◆ OBJECTIVE ◆
Rewrite the lines from the one containing "Task: the component shall indicate the hazy" through the last line, replacing "sea water" with "ocean water" and keeping everything else the same. Return only those lines.

◆ RECORDS ◆

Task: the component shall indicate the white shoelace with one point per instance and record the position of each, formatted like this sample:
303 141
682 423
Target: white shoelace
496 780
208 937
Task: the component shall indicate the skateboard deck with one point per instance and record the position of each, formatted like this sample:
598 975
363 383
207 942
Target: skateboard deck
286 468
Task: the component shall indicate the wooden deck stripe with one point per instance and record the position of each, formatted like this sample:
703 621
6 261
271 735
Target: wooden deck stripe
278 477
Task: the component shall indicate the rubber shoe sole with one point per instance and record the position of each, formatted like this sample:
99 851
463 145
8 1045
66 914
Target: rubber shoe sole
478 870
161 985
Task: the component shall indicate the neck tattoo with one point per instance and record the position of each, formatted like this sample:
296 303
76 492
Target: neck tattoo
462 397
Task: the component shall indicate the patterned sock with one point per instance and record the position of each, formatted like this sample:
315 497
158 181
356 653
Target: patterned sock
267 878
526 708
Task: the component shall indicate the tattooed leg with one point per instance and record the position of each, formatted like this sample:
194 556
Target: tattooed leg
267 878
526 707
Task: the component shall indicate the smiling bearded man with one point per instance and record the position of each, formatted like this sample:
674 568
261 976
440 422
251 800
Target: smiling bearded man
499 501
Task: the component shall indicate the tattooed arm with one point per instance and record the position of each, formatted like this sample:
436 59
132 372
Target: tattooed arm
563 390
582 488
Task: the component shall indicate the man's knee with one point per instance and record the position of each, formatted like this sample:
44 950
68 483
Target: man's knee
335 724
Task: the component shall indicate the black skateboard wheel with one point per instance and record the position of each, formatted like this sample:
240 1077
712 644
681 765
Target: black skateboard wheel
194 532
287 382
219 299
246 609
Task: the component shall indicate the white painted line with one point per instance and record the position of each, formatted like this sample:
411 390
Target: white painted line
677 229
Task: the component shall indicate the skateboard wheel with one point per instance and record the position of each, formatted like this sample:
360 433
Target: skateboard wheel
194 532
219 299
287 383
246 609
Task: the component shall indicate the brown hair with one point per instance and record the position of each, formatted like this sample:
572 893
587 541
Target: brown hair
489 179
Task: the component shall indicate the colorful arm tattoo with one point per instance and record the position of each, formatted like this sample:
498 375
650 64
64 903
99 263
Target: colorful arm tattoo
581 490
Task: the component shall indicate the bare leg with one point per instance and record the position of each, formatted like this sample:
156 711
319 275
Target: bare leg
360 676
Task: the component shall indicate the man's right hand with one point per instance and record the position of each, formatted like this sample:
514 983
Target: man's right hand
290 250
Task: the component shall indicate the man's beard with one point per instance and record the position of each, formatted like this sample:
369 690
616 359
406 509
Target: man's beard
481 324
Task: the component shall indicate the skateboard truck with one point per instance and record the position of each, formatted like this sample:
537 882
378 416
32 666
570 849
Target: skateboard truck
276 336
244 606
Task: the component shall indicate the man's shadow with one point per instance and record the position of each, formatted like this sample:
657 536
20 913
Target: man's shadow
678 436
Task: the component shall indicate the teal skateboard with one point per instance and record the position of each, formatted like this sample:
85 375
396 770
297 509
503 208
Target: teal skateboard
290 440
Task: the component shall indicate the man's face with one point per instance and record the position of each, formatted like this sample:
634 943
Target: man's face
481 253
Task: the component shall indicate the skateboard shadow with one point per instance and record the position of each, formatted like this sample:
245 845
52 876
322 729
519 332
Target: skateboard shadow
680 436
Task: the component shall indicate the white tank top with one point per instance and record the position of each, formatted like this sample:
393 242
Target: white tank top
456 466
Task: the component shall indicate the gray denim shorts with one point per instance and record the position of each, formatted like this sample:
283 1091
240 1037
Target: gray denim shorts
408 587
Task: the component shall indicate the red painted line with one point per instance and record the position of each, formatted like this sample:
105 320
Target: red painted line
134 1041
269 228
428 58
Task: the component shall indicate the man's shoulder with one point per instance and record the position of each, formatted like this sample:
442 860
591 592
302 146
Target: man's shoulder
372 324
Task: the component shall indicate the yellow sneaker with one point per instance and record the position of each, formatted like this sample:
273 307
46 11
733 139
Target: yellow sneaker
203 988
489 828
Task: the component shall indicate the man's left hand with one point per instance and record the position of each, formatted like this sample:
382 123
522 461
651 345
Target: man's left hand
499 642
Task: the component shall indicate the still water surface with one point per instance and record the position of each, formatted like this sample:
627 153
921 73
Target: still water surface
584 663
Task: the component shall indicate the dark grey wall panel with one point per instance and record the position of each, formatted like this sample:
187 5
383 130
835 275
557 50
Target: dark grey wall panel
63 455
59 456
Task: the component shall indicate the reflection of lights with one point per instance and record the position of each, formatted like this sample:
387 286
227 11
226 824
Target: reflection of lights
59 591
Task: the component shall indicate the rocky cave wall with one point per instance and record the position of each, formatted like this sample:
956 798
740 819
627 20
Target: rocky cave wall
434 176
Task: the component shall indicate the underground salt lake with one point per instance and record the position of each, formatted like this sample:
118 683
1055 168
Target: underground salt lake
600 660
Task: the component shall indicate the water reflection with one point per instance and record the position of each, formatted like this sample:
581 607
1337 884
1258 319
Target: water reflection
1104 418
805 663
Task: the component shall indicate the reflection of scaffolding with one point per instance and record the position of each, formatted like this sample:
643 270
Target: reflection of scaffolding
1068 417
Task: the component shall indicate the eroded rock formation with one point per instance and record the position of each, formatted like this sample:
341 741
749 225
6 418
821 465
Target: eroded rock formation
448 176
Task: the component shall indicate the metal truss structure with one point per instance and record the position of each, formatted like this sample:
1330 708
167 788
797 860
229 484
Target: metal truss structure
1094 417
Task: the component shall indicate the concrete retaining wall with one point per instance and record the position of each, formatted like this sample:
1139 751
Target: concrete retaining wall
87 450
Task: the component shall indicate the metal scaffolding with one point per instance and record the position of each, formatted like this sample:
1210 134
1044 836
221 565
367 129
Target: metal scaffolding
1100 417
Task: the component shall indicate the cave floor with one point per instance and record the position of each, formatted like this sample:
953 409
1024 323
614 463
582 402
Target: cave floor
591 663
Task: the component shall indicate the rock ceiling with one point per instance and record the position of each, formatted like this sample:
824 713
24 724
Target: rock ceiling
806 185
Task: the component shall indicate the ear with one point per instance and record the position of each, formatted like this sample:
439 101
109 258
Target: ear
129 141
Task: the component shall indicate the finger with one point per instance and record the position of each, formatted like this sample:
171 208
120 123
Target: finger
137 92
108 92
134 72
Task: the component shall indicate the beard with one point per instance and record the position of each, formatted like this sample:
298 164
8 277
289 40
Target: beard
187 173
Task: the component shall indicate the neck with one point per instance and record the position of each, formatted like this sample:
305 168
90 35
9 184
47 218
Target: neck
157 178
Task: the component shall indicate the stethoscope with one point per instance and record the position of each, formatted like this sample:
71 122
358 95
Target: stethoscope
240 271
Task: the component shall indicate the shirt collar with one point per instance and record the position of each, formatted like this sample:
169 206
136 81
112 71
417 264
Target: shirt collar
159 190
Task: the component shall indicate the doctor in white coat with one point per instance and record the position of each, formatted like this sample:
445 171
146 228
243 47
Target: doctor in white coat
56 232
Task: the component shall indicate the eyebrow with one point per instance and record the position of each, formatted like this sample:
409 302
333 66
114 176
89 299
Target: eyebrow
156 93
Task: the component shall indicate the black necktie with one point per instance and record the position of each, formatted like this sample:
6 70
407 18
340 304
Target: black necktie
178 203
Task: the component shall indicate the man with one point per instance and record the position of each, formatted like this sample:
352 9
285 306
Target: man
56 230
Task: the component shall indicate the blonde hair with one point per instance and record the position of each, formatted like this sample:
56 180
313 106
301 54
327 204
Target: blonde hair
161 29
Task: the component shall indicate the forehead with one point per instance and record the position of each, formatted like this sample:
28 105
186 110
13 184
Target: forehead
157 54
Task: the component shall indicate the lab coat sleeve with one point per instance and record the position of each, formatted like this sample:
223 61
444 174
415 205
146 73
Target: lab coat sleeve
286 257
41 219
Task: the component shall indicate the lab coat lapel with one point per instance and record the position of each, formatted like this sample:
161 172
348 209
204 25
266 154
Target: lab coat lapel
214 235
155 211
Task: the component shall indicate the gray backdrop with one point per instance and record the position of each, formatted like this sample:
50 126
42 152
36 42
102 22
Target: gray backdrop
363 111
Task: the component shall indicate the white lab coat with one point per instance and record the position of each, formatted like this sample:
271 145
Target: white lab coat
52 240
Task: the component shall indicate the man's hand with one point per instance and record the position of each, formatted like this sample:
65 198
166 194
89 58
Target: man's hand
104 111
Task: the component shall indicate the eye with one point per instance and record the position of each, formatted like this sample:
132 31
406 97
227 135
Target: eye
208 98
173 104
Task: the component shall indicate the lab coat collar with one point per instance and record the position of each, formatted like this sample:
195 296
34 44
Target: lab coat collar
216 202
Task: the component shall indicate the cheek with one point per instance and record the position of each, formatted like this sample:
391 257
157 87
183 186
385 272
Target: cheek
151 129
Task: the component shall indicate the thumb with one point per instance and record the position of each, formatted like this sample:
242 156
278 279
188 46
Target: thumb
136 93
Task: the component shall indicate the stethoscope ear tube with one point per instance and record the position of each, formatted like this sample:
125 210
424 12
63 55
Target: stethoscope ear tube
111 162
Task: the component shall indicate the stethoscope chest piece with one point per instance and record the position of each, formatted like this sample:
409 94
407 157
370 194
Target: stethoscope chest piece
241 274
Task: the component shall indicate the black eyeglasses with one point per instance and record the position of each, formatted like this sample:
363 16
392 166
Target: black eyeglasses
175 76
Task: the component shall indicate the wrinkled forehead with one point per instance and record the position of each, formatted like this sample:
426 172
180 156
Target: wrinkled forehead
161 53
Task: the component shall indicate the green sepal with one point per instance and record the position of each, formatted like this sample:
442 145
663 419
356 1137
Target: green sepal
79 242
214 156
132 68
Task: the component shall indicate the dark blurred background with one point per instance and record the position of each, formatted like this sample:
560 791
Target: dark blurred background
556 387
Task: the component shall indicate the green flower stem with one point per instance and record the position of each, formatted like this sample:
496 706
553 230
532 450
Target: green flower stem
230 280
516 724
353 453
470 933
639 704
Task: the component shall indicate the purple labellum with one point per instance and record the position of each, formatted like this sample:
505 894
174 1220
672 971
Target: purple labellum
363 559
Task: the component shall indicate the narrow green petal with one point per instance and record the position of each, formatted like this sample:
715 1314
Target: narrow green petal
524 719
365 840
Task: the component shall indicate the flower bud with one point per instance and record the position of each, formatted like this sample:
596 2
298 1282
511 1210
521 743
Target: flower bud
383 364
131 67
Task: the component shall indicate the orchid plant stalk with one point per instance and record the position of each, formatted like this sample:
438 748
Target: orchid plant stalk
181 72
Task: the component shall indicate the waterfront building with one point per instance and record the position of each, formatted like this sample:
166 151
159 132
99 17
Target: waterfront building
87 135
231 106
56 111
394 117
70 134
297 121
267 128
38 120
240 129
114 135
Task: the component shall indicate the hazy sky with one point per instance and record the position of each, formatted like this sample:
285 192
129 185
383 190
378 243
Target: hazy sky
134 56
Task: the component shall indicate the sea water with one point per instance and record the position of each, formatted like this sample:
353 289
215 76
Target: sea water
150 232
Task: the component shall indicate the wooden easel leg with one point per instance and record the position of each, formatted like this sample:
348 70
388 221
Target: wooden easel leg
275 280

◆ RESPONSE BELOW ◆
Task: the component shall indicate the hazy sky with one point per instance and record the position of each, formatted like this sample:
285 192
129 185
383 190
378 243
Target: hazy sky
134 56
Task: the component shall indicate the ocean water with one point per instance and record the position of each, formatted like this sample:
353 289
215 76
Target: ocean water
150 232
Task: the component shall indicate the wooden easel leg with one point per instance and record the position of each, formatted like this sample:
348 70
388 221
Target: wooden easel leg
275 280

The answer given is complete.